**Exercise aim:**
Report how many lines below contain the word "bird". Write only that number.

**Extracted records:**
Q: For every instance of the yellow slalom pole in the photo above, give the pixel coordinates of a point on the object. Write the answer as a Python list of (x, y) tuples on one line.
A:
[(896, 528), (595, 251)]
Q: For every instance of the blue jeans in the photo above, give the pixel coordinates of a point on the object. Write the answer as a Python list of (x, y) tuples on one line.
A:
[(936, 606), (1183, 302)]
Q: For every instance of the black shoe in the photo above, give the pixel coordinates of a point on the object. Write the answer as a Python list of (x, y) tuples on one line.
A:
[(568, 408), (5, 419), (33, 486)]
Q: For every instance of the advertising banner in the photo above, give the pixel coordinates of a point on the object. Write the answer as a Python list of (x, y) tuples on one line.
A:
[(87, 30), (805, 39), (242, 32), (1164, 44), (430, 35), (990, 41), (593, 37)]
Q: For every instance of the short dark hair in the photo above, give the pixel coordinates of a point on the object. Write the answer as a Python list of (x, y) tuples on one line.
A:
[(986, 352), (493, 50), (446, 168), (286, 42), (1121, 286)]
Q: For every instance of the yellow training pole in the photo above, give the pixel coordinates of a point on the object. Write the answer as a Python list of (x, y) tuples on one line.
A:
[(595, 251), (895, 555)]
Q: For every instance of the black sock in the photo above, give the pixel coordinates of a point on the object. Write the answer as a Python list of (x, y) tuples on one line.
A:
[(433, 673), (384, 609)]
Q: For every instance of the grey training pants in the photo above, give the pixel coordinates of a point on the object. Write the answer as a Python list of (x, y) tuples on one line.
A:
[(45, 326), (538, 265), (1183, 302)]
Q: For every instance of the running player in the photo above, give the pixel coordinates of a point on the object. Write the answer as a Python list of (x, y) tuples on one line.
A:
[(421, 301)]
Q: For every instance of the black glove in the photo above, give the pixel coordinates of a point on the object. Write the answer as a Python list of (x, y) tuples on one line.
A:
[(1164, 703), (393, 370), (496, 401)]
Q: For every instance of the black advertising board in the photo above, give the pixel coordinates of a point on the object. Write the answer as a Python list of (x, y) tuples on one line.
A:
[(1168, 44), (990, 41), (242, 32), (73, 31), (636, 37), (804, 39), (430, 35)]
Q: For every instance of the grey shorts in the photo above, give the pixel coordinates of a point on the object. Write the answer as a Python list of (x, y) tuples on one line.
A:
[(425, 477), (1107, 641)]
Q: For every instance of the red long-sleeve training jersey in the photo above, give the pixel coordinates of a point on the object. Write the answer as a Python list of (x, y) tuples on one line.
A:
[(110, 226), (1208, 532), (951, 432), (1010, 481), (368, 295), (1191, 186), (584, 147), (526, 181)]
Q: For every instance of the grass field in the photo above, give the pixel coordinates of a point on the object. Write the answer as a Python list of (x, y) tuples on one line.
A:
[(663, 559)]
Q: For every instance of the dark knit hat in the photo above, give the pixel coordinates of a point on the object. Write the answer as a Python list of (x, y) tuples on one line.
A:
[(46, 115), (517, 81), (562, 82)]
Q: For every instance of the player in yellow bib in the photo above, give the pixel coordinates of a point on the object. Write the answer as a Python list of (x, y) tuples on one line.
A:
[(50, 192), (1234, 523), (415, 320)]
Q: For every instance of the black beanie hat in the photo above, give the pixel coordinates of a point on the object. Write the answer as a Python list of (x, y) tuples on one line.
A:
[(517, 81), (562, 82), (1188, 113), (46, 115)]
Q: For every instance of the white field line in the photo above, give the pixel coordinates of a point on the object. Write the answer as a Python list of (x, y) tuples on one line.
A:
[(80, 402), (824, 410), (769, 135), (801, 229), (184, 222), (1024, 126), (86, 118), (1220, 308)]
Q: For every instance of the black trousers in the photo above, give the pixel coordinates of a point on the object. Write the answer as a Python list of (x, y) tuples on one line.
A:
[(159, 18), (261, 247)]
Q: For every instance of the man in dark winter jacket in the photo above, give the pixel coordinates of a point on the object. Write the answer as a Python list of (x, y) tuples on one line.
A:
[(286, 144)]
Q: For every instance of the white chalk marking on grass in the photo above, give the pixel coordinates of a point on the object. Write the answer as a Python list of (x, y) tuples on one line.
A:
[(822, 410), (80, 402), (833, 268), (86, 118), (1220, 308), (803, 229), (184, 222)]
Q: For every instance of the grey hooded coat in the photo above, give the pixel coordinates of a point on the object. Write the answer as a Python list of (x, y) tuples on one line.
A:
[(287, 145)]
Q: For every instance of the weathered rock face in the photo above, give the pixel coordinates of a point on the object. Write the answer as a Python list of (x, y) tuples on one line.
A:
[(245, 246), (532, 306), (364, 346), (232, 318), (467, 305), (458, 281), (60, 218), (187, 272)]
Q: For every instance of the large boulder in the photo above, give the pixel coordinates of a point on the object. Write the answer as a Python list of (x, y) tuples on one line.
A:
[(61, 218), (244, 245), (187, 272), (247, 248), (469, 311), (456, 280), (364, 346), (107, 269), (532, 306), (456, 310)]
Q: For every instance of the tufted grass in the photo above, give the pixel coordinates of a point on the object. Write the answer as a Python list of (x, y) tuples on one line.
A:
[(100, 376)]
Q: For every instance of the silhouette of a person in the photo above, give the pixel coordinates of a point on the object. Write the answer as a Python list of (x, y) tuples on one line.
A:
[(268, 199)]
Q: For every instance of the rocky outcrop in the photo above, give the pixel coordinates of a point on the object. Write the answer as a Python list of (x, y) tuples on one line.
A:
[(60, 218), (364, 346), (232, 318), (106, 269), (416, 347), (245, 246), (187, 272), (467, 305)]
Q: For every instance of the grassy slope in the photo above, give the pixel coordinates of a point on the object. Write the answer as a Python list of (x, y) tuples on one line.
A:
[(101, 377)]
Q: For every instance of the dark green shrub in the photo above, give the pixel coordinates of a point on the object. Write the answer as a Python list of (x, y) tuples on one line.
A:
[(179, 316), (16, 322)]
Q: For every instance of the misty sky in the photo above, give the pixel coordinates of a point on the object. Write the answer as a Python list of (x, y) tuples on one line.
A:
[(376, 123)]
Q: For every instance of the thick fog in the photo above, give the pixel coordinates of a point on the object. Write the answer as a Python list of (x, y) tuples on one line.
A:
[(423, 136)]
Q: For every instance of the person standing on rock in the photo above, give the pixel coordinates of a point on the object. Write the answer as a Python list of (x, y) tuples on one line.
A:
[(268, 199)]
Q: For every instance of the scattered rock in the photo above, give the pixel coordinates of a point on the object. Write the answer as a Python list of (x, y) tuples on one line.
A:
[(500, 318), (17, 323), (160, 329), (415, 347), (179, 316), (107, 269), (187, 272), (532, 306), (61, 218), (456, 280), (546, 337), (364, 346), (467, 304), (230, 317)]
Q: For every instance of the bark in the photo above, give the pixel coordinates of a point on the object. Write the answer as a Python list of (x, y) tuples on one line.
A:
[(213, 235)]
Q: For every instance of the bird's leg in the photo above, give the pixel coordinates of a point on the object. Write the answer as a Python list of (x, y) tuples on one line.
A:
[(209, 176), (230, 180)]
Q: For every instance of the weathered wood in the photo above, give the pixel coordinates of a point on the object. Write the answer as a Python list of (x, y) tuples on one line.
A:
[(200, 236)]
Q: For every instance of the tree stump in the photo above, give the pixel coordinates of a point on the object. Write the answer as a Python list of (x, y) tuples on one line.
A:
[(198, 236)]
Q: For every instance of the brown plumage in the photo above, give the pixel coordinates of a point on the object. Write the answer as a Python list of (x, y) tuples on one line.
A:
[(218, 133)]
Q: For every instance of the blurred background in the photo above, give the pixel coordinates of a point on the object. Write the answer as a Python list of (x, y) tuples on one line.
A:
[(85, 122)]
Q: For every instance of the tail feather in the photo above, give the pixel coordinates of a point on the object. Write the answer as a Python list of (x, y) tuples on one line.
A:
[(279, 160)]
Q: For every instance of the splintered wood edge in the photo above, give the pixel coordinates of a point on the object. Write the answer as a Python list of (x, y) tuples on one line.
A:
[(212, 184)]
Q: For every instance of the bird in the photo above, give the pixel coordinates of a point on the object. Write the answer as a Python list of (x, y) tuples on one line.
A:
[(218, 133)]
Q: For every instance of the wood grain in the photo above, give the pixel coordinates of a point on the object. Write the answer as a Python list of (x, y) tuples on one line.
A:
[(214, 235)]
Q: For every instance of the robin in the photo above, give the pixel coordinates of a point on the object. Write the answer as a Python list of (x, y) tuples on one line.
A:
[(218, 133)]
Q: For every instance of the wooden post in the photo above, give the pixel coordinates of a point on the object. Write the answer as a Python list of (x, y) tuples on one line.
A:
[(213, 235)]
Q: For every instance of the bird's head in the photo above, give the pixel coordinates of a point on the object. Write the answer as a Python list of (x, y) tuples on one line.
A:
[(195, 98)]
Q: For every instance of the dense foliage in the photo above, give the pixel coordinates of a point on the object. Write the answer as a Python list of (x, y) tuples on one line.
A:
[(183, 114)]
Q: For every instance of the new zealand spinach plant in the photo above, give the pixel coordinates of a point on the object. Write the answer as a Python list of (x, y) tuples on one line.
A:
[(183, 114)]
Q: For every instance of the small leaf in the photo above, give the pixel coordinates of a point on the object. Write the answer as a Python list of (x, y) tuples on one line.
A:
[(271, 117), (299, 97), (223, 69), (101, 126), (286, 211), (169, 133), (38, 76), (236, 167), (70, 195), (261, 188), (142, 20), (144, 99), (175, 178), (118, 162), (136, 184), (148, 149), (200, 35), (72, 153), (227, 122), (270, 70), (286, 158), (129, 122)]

**Response area:**
3